▶ Tasks and exercises
1 > Transcribe the passage of the profile of Rice starting at "Rice, who is" and ending at "in the 1970s.".
2 > In one to three sentences, explain why the profile of Rice says she was effective as Stanford's provost.

▶ Page
__________________________________________________

Rice, who is single, works 14-hour days, and since 9/11 no member of President Bush's team has spent more time consulting him on foreign policy issues. She is a key strategist in the campaign against terrorism. According to Businessweek, she is probably the most influential national security adviser since Henry Kissinger in the 1970s.
She has been active in helping the president devise a strategy for brokering peace between Israel and Palestine. And she recently displayed grace under attack as she weathered the barrage of media interrogations following revelations that perhaps the White House didn't act on early warnings about the September 11 attacks. "There was no specific time, place, or method mentioned," she calmly told reporters.
It wasn't the first time Rice has been embroiled in public controversy. As provost of Stanford University, over the vocal opposition of many faculty and students, Rice navigated difficult fiscal waters. She chopped tens of millions of dollars from Stanford's debt-ridden budget and saw the school emerge two years later with balanced books and the promise of a fresh infusion of funding from impressed benefactors. Though her hardnosed decisions won her plenty of enemies, she also gained the respect and affection of many and proved herself to be a rock-solid manager as well as a vigorous scholar. "Condi was not running any popularity contest," Stanford political science professor and Rice's longtime friend Coit Blacker told The Washington Post after her appointment as national security adviser. "She was effective as provost because of her ability to make tough decisions and stick to them even if they made people unhappy."

__________________________________________________

▶ Raw data
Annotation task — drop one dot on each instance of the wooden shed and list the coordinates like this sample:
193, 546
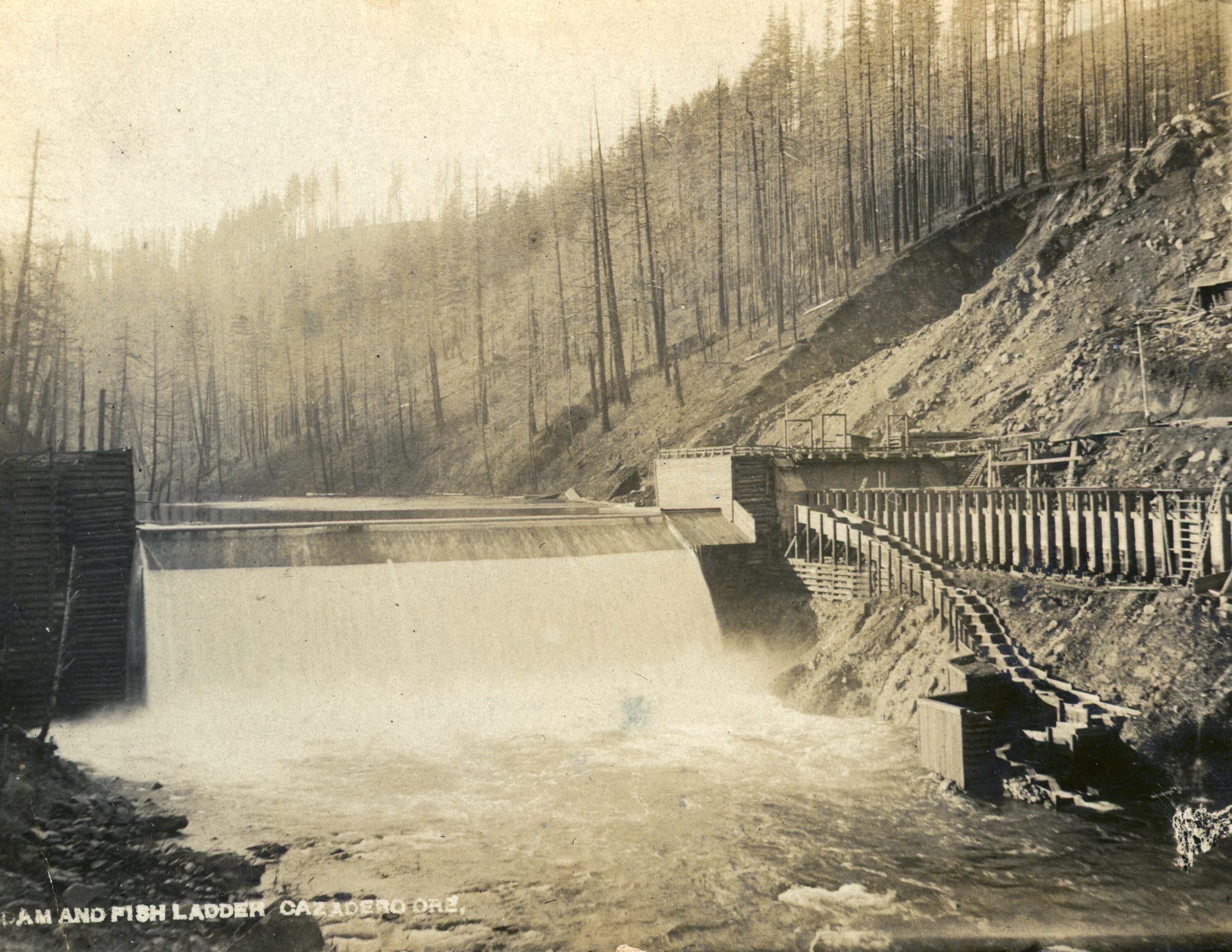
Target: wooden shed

__________________________________________________

▶ Answers to the tasks
1 >
Rice, who is single, works 14-hour days, and since 9/11 no member of President Bush's team has spent more time consulting him on foreign policy issues. She is a key strategist in the campaign against terrorism. According to Businessweek, she is probably the most influential national security adviser since Henry Kissinger in the 1970s.

2 > She was effective because she could make tough decisions and stick to them even when they made people unhappy. Coit Blacker, a Stanford political science professor and her longtime friend, told The Washington Post this.